**CONSIGNA DEL EJERCICIO**
Según el texto sobre la Era de Trujillo, ¿entre qué años transcurrió la fase que vivió el país bajo esa tiranía?

**TEXTO PARA ANALIZAR**
Los propulsores de la fórmula de evaluación histórica que intenta presentar la Era de Trujillo como buena, han tenido un éxito relativo. Nada más hay que ver cómo jóvenes sin la menor idea del terror imperante en esa etapa funesta de la República, se hacen eco de aquellas voces irresponsables que se atreven a señalar que entonces se estaba mejor que ahora. Peregrina afirmación basada en el desorden que ha caracterizado la vida nacional después de su muerte y que es herencia viva de aquel régimen de oprobio.
Existe la tendencia a valorar la tiranía de Trujillo única y principalmente sobre la base de sus realizaciones materiales. Estos parámetros de medición son inadecuados y no permiten un enjuiciamiento correcto de la fase que vivió el país entre 1930 y 1961. Anteponer a la libertad y al desarrollo social y económico, la construcción de unas cuantas carreteras y otras obras públicas por importantes que éstas hayan sido, o la edificación de hospitales y escuelas, mercados y locales del Partido Dominicano, es un absurdo intento de justificar la supresión de los derechos ciudadanos y las crueles formas de tortura y represión de aquella época. Los que así piensan se inscriben en la peor escuela del fatalismo político, la que renuncia totalmente a la libertad por entender que ella es incompatible con el desarrollo y el bienestar colectivo.

**DATOS PROPORCIONADOS**
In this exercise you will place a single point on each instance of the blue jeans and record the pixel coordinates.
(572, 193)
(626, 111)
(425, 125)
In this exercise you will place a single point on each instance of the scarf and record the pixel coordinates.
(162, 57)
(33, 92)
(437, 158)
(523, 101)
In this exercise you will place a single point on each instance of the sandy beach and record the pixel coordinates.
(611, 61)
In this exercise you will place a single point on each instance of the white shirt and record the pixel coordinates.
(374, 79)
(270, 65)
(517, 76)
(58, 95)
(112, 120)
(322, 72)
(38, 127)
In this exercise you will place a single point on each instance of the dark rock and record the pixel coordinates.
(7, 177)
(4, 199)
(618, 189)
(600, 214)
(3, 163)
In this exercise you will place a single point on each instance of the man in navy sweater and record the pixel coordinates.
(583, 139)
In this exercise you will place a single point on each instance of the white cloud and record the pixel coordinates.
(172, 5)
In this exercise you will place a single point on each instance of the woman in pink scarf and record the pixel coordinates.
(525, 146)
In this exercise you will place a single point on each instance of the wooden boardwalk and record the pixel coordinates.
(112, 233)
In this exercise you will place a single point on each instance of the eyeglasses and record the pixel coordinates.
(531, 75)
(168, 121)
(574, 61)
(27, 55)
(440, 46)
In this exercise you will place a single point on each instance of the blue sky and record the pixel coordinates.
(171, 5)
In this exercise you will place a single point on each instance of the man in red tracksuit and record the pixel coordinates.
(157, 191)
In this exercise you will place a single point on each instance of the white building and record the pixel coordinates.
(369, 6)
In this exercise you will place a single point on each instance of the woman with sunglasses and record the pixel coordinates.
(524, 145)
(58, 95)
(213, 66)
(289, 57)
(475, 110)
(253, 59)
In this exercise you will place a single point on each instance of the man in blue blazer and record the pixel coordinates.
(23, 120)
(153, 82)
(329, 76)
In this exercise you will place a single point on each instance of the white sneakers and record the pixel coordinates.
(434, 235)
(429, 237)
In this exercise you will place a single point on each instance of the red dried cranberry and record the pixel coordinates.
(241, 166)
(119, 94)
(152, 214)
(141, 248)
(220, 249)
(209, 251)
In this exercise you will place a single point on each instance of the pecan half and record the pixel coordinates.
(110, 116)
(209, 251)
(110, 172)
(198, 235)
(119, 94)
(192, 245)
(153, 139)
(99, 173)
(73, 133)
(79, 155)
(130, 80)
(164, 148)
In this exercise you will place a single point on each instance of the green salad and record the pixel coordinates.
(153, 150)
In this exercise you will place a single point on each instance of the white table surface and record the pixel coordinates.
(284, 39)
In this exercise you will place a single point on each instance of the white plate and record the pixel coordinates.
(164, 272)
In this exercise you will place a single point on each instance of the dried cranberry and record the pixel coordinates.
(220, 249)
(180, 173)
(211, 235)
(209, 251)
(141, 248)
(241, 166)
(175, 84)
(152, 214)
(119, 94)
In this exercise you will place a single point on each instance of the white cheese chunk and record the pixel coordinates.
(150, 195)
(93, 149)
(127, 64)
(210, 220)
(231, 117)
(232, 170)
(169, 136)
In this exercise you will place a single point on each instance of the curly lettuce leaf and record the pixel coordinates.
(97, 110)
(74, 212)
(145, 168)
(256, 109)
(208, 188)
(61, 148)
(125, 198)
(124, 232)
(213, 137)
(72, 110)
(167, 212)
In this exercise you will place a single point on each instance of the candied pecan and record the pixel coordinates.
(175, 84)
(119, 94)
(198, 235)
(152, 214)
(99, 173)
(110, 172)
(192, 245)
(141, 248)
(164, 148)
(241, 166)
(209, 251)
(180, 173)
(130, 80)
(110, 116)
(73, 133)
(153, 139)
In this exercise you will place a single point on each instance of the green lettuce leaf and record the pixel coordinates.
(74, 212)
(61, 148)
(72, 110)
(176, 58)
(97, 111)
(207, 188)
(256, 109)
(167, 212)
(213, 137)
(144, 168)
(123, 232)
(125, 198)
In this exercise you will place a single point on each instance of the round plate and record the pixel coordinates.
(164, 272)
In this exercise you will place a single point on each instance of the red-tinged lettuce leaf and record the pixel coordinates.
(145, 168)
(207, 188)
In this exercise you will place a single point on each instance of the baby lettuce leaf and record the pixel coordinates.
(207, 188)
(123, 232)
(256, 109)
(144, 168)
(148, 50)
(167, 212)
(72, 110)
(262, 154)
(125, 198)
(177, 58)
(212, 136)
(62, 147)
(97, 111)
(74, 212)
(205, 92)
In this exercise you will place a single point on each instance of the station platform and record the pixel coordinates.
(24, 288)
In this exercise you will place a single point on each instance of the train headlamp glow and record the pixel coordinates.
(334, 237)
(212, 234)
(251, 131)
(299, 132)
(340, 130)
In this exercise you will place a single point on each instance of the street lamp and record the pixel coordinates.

**RESPUESTA**
Entre 1930 y 1961.